TASKS TO COMPLETE:
A – In the passage on AI in incident response, explain in one to three sentences why the author is "more guarded in the short term" about AI for remediation.
B – Continue the passage on AI in incident response from the point where it stops.

PAGE EXTRACT:

* BEGIN *

For remediation, I’m more guarded in the short term. Our own AI SRE will suggest code changes and even write a PR for you, but the human is still in the loop, and it still depends on your own code processes and CI/CD speeds. Even if you were to trust these systems to just do it, they still need time to reason, write up the PR, test the changes, and put them in production. That’s very different from recovery automation. That actually looks more like a human, just more in depth and slightly faster. This is why everything beyond infra, processes, operational practices and speed, matter!

For the time being, I think AI compresses the time between “something is wrong” and “we know what’s wrong”. A four minute budget still requires the system to recover autonomously and AI can be useful but I think automation and protections in the form of circuit breakers, automated failover, multi-provider redundancy, traffic gates, are all better placed to buying us time.

* END *

DATA EXCERPTS:
* BEGIN *

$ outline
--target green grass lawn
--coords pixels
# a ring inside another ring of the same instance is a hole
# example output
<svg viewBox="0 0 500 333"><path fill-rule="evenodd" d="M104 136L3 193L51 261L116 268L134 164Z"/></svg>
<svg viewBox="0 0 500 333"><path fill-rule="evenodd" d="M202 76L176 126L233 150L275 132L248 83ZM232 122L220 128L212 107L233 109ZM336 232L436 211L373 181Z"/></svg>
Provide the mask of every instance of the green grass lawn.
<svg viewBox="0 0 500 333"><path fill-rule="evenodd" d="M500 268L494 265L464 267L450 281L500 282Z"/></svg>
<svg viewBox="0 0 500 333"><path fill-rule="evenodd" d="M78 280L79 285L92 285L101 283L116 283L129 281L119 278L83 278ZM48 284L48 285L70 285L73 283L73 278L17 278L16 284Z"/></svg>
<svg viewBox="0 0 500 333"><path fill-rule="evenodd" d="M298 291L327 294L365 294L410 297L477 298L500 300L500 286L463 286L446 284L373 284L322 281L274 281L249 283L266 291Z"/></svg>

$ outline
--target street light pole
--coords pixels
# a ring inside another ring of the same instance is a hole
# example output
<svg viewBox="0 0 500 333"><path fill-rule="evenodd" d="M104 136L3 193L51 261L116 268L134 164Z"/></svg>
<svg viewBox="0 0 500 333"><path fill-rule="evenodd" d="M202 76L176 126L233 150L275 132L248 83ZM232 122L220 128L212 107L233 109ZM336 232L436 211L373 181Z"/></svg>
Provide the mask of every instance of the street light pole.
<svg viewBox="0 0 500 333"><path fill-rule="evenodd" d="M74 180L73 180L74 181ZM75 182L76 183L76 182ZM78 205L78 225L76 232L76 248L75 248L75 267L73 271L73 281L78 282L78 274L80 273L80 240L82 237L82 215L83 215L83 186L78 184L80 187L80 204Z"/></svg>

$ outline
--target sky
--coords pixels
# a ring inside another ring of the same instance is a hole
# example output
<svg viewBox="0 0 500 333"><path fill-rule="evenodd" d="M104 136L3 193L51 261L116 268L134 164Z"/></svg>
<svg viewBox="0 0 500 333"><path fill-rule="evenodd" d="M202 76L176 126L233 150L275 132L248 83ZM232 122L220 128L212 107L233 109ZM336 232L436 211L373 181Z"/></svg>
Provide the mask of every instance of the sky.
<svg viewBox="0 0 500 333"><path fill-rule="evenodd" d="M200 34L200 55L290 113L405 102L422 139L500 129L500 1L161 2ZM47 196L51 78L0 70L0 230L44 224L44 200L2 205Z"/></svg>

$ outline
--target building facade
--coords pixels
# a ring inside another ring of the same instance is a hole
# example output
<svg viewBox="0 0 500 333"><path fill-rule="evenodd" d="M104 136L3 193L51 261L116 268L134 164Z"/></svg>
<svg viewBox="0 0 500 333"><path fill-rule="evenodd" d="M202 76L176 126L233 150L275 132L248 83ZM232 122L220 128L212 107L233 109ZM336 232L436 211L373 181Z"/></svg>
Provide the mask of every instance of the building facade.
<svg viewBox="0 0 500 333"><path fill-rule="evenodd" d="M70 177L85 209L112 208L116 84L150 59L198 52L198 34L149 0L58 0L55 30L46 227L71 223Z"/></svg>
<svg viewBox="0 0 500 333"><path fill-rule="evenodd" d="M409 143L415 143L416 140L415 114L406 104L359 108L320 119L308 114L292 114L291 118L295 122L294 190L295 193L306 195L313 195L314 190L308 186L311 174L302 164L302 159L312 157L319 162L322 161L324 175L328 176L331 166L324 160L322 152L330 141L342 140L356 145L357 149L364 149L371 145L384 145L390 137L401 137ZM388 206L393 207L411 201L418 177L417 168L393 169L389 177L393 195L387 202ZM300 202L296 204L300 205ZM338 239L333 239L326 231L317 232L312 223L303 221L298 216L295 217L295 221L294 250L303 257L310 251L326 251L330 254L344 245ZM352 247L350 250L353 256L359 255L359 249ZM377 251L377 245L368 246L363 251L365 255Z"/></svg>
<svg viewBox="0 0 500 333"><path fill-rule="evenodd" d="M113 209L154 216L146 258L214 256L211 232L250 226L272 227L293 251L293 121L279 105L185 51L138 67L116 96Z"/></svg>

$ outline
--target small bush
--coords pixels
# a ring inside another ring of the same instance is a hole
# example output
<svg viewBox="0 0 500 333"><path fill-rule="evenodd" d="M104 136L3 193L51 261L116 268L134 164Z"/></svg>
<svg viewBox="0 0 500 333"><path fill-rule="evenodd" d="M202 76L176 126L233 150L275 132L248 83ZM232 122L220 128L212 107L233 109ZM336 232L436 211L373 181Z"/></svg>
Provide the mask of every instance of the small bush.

* END *

EXPECTED RESULTS:
A – The author's own AI SRE can suggest code changes and write a PR, but a human stays in the loop, and the pace still depends on the team's code processes and CI/CD speeds. Even if these systems were trusted to act alone, they would still need time to reason, write the PR, test the changes and put them into production.

B –
AI shines to assist the human in the loop, and that is neither counter to the point I’m making in this post, nor made redundant by it.

In the near future, AI will shift left even more, and decide to escalate before the problem is even revealed to automation: could a message appearing in kern.log or dmesg in your database lead AI to correlate with some other increased latency, which a human wouldn’t be able to easily detect, or at least not in under a minute or two, and escalate before the filesystem in the primary becomes read-only and your system is about to go down? I think the answer is yes in the very near future.

Four minutes, every month, forever

If you’ve read this far, thank you. At this point, you’ve spent more time reading this article than your allowed downtime, if you’re offering 99.99% as an SLA.

The reason I wrote this is that I keep chatting with folks that overly focus on the infrastructure piece, rather than the automated recovery, the CI/CD speed, and the daily operational practices.

As for us, we know we need to be up when you’re down. 99.99% availability is genuinely still a hard target and whoever says otherwise is lying. Those 4 minutes you get every month to recover if you have a problem, has nothing to do with how fast your engineers can wake up. It has to do much more with how much of yourself you’ve been willing to remove from the critical path, how much work you’re doing every day to ensure your system can cope and recover, and how much you’re learning after the fact.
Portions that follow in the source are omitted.